▶ 引用文
藤木くんとは、大概「ちびまる子ちゃん」の藤木茂を指すあだ名である。本項では藤木茂を解説する。
概要
2009年になって相談室を始めたらしいが・・・
ちなみに、90年代後半ごろに「ひきょう者」という歌を歌い、後にCDでリリースされている。
家族構成
共働きの両親との3人暮らしで典型的な核家族。そのため一家団欒で夕食を食べる機会があまり無いらしく、普段は店屋物を取って一人ぼっちで夕食を食べている。家は平屋(持ち家か借家かは不明)で藤木は自分の部屋を持っている。
藤木の母親。顔は藤木と瓜二つで口調もそっくりである。料理の際には割烹着を着ている。本作品では珍しく専業主婦ではなく、働いている。藤木がマラソンの授業をサボるために仮病をつかった際には、二つ返事で見学を許しており、息子に少々甘い。普段は温厚で優しい母親なのだが、藤木が預けたお年玉を無断で使い込んだり、藤木からクラスで卑怯者呼ばわりされている件を相談された際には「茂が卑怯者に育ったのは父親が躾を怠ったからだ!」と旦那に責任を丸投げしようとしたりと黒い一面も見せる。
藤木の父親(本名不明)。まさえ同様、顔は藤木とそっくりだが性格は藤木と違って物腰穏やかで堂々としている。担当声優がチョーさんという事もあってやたら貫禄のある声が特徴的である。普段は温和で頼りがいのありそうな父親なのだが、息子がクラスの皆から卑怯者呼ばわりされている事を知るや否や「お前がちゃんと育てないから茂が卑怯者に育ったんだ!」と妻・まさえに責任をなすり付けようとした。その結果、夫婦喧嘩が始まり、終いにはお互いに顔を真っ赤にしながら卑怯者と罵倒し合うという日曜夕方6時のアニメとは思えない修羅場を引き起こした(この現場の一部始終を見ていた藤木は「両親が2人とも卑怯なのだから僕は卑怯者になる運命だったんだ…」と悲観に暮れていた。)
余談だが本作品に登場する保護者はまる子のクラスメイトの担当声優が役を兼ねている事が多い(例:たまえの父=丸尾末男の担当声優/飛田展男、はまじの母=山田笑太の担当声優/山本圭子)。しかし何故か藤木の父に関しては兼役ではなく、大した出番も無ければ、見せ場も無いにも関わらず、大御所のチョーさんが担当している。

輪郭ラベリング用の資料:
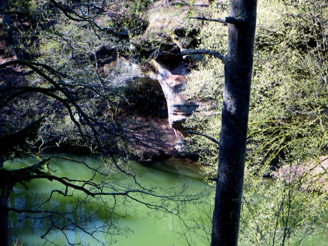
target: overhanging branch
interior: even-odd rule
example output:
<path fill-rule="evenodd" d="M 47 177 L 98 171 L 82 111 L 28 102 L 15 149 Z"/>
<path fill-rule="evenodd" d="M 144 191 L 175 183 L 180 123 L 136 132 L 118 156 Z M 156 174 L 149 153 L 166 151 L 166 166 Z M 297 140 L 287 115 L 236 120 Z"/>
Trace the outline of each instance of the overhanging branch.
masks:
<path fill-rule="evenodd" d="M 187 133 L 191 134 L 198 135 L 199 136 L 203 136 L 204 137 L 207 138 L 208 139 L 210 140 L 212 142 L 216 144 L 217 145 L 220 145 L 220 141 L 218 141 L 217 140 L 216 140 L 214 137 L 211 137 L 211 136 L 209 136 L 208 135 L 205 134 L 204 133 L 201 133 L 200 132 L 194 132 L 193 131 L 187 131 Z"/>
<path fill-rule="evenodd" d="M 199 16 L 190 17 L 189 18 L 190 19 L 199 19 L 200 20 L 206 20 L 206 21 L 208 21 L 208 22 L 219 22 L 220 23 L 222 23 L 224 26 L 227 26 L 227 22 L 225 22 L 225 20 L 224 20 L 224 19 L 219 19 L 219 18 L 213 19 L 213 18 L 205 18 L 204 17 L 199 17 Z"/>
<path fill-rule="evenodd" d="M 212 55 L 216 58 L 220 59 L 223 63 L 225 62 L 225 57 L 222 54 L 214 51 L 213 50 L 209 50 L 206 49 L 199 49 L 197 50 L 186 49 L 183 50 L 180 52 L 177 53 L 175 55 L 180 56 L 182 55 L 197 55 L 200 54 L 204 54 L 207 55 Z"/>
<path fill-rule="evenodd" d="M 233 24 L 236 26 L 240 26 L 244 25 L 245 23 L 245 20 L 235 18 L 234 17 L 228 16 L 225 17 L 225 19 L 222 19 L 220 18 L 213 19 L 211 18 L 206 18 L 204 17 L 190 17 L 190 19 L 199 19 L 200 20 L 206 20 L 207 22 L 214 22 L 222 23 L 224 26 L 227 26 L 228 24 Z"/>

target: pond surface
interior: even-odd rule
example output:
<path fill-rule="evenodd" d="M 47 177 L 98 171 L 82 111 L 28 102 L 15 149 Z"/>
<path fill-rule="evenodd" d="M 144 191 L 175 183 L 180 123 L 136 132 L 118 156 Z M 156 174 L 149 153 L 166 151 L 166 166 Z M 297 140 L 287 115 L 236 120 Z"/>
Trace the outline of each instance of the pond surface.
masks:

▶ 問題
藤木茂を解説した引用文の続きを、最後の文のあとから書き継ぐこと。

▶ 解答例
卑怯エピソード
作中での”卑怯”の定義は非常に曖昧であり、逃げる・嘘をつく・虚勢を張る・言い訳をする等、卑怯と呼ぶべきか疑問符の付くものや 人を庇う・励ましの言葉をかける・率直な自分の意見を述べる等の明らかに卑怯でない行動にまで”卑怯”と評されることがある。クラスメイト(とりわけ永沢・まる子)から「卑怯だ!」と指摘された時点で、藤木の言動は全て卑怯な行為として扱われる。
一見するとまともな行動にも思えるが、結局戻ってこなかったため、小杉やその場に居たクラスメイトからは逃げたと見なされた。小杉はこれにひどく傷つき、「あの時の藤木くんの(逃げる)後ろ姿は一生忘れないぞ!」と怒っていた。
これも一見すると普通の行動に思えるが、実は仮病である(熱は無く、少し咳きが出る程度)。仮病がバレないようにマスクをし、教室に着いた途端、わざとらしく咳きをしながら戸川先生に授業見学を伝えに職員室へ向かった。特筆すべきはこの一連の行動を見ていたクラスメイトが皆、藤木を軽蔑と疑いの眼差しで見ており、風邪をひいていると誰も信じていなかった事である。
怒ったハチの顔を見るため好奇心からハチの巣に石をぶつけた山田をクラスメイトが皆で責め立てた。その際、涙ぐむ山田に同情した藤木が庇い立てする。藤木からすれば山田に助け舟を出してあげたつもりだったが、永沢から「さっきまで皆と一緒に山田に対して非難の声を上げていたにもかかわらず、山田が泣きそうになった途端、正義面して庇うのは卑怯だ」と怒られた。
さくら家の庭で花火大会をしていたクラスメイト一同。花火の煙にあぶられて庭にあったハチの巣から大量のハチが出現した。この時、藤木はクラスメイトがハチの襲撃を受けて右往左往しているのを尻目に自分だけ屋内に避難していた。後日、この件について永沢・山根から卑怯だと責められるが「あれは卑怯じゃなくて臆病だ!」と主張し、これからは自分を臆病者と呼ぶように求めて一同を呆れさせた。
「藤木くん、君は臆病者なんかじゃない!君は卑怯者だ!!」
藤木のひきょうを直す会
DVD『ちびまる子ちゃん さくらももこ脚本集 「藤木のひきょうを直す会」の巻 』に収録されているので興味を持った方は御覧下さい。
■ 藤木のひきょうを直す会の全容
ある日、藤木の卑怯に心底うんざりしていたまる子・永沢・小杉・山根の4名は、藤木の卑怯は子供のうちに直しておいた方が良いと考え、「藤木のひきょうを直す会」を旗揚げし、放課後に藤木の卑怯の直し方について真剣に議論することを取り決めた。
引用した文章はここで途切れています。